# [Список заданий]
#1 Ответьте по беседе об иконописи на три вопроса:
(a) Когда появились первые доступные литографии с изображением икон?
(b) Сколько лет, по словам иконописца, может уйти на освоение языка иконы?
(c) Чьи труды приведены как пример того, что имело значение для иконы?
#2 Напишите продолжение беседы об иконописи, начиная сразу после последнего приведенного предложения.

# [Текстовый блок]

<<<<

Почему неправильно говорить о каноне в иконописи; чем вдохновляются современные иконописцы, если сегодня нет таких острых богословских споров, как в древности; как получилось расписать большой храм за два месяца – об этом наша беседа с иконописцем Анатолием Алешиным, преподавателем иконописного факультета Московской духовной академии, одним из ведущих специалистов в области фресковой росписи. Среди его работ – роспись крипты святителя Григория Новгородского в соборе Святой Софии (Великий Новгород), Троицкого собора Пахомиево-Нерехтского монастыря, собора Иоанна Кронштадтского в Гамбурге (ФРГ), храма при Русском странноприимном доме на месте Крещения Иисуса Христа в реке Иордан (Иордания), в храмах Дивеева и др.
«Не узнается святой»
– Есть ли ученичество в современном церковном искусстве? И в прямом смысле – видно, что вот это работают ученики такого-то мастера, – и в стилистическом (говорят же, например, «круг Дионисия»)?
– Ученичество скорее присутствует в том, что мы много смотрим на образцы древней иконописи и стремимся подражать им. Здесь есть и свои плюсы, и свои минусы. Учиться на образах великих мастеров, впитывать прекрасные эстетические принципы и художественные идеи, даже перенимать технические приемы – это плюс. Но если только копировать образцы древности – вряд ли это может быть высшей целью современного иконописца.
Мы живем в эпоху, когда есть такое понятие, как массовая культура. Еще в середине XIX века появились первые доступные литографии с изображением икон, и это резко опустило планку искусства иконописи, оно стало превращаться в ремесло. Большие художники стали работать в других направлениях.
Вообще процесс упрощения в иконописи начался еще раньше, но с конца прошлого века появилось широкое обращение к византийской и древнерусской иконе.
Древняя иконопись – от первых веков ее возникновения до XV–XVI веков – шла своими особыми путями. Я бы даже не говорил о ее развитии (это понятие все-таки подразумевает движение от простого к более усовершенствованному), а именно – о существовании в разных формах, которые давало то или иное время. Появлялись новые вдохновители, ведь иконопись, кроме главного Слова, вдохновлялась и современными богословскими трудами, вспомним, например, какое значение для иконы имели труды святого Григория Паламы.
В современной нам иконе всё немного иначе. Мы, можно сказать, только учимся читать, ведь, чтобы свободно говорить на языке иконы, нам надо его освоить. На это может уйти 20–30 лет. И скажу о себе: бывает, думаешь, что вот, определенные элементы ты понимаешь, освоил, потом взглянешь на древние образцы – а там, оказывается, это как-то по-другому, глубже, чем ты понимал. И твоя учеба – продолжается.

>>>>

# [Записанные сведения]
<<<<

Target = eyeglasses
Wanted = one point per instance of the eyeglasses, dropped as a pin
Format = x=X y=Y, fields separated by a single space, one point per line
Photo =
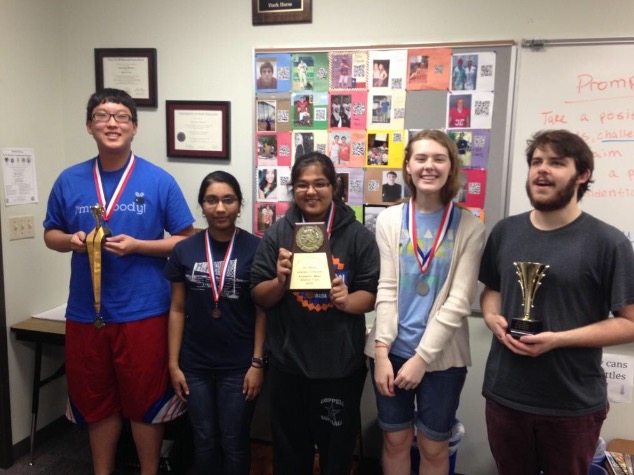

>>>>

# [Ответы к заданиям]
#1
(a) В середине XIX века.
(b) 20–30 лет.
(c) Труды святого Григория Паламы.

#2
Если говорить о школах иконописи, то можно отметить, что раньше искусство было более цельным в своих временных отрезках и локальным по землям, княжествам, государствам. Нам сейчас открыто очень много, вся мировая культура как на ладони – разные времена, страны, стили, поэтому вопрос школы сегодня не может стоять так, как он стоял в древности. Хочется отметить, что такие учебные заведения, как Иконописная школа при Московской духовной академии, решают фундаментальные задачи освоения технологии, техники и художественного языка разных иконописных стилей на основе глубокого изучения образцов древней иконописи, формирование же центров, кругов – это скорее дело выпускников, иконописцев, приобретших опыт иконного творчества. Думаю, будет хорошо, если сегодня появятся иконописные центры с некоей своей стилистикой и высокой эстетической планкой.
– Да, в древности иконописцы вдохновлялись богословскими идеями, даже острыми богословскими спорами своих современников. А как с этим дело обстоит сегодня?
– Может быть, сегодня уже нет таких острых богословских споров, но церковные истины непреложны. Можно вдохновляться творениями отцов разных времен. Иконописцы – и тогда, и сегодня – люди интересующиеся, они следят за тем, что происходит в современной церковной жизни. Хотя сегодня такая ситуация, что, если иконописец находится в лоне Церкви, – это уже хорошо.
Я не вижу ничего, что может быть в иконе кардинально нового. У меня был момент, когда мне казалось, что древняя икона уже все сказала, но дублировать образцы – это не та задача, которая может стоять перед художником постоянно, всю жизнь, хотя в определенный период без этого не обойтись. А как потом преодолеть жесткую зависимость от образца? Один поэт сказал: «Красота есть счастье обладания формой…», и «Дух творит себе формы» – говорят многие богословы. Рождение формы и есть задача иконописца, поиск формы красоты с позиции Церкви.
«Дух творит себе формы» – говорят богословы. Рождение формы и есть задача иконописца, поиск формы красоты с позиции Церкви
В тот момент, когда мне казалось, что все уже в древней иконописи сказано, при этом было изучено много материала, много видел древних образцов в музеях страны и мира, мне попалась небольшая икона XV века, и по ней было понятно время ее написания, она была из частного собрания. Стало ясно, в чем состоял творческий полет иконописцев XV–XVI веков: они не изобретали композиционные схемы, поскольку те были уже найдены в более древние времена, когда как раз были поиски, как прийти от некоей богословской идеи к ее художественной трактовке, которая потом станет узнаваемой… И, пользуясь этими композиционными схемами, иконописцы их интерпретировали, причем так, что получалось новое особенное произведение. Сколько, например, написано икон Преображения Господня или другого праздника – иногда смотришь, вроде бы даже складки – один в один, но разница цветового, композиционного строя достаточная, чтобы каждая икона получалась уникальной.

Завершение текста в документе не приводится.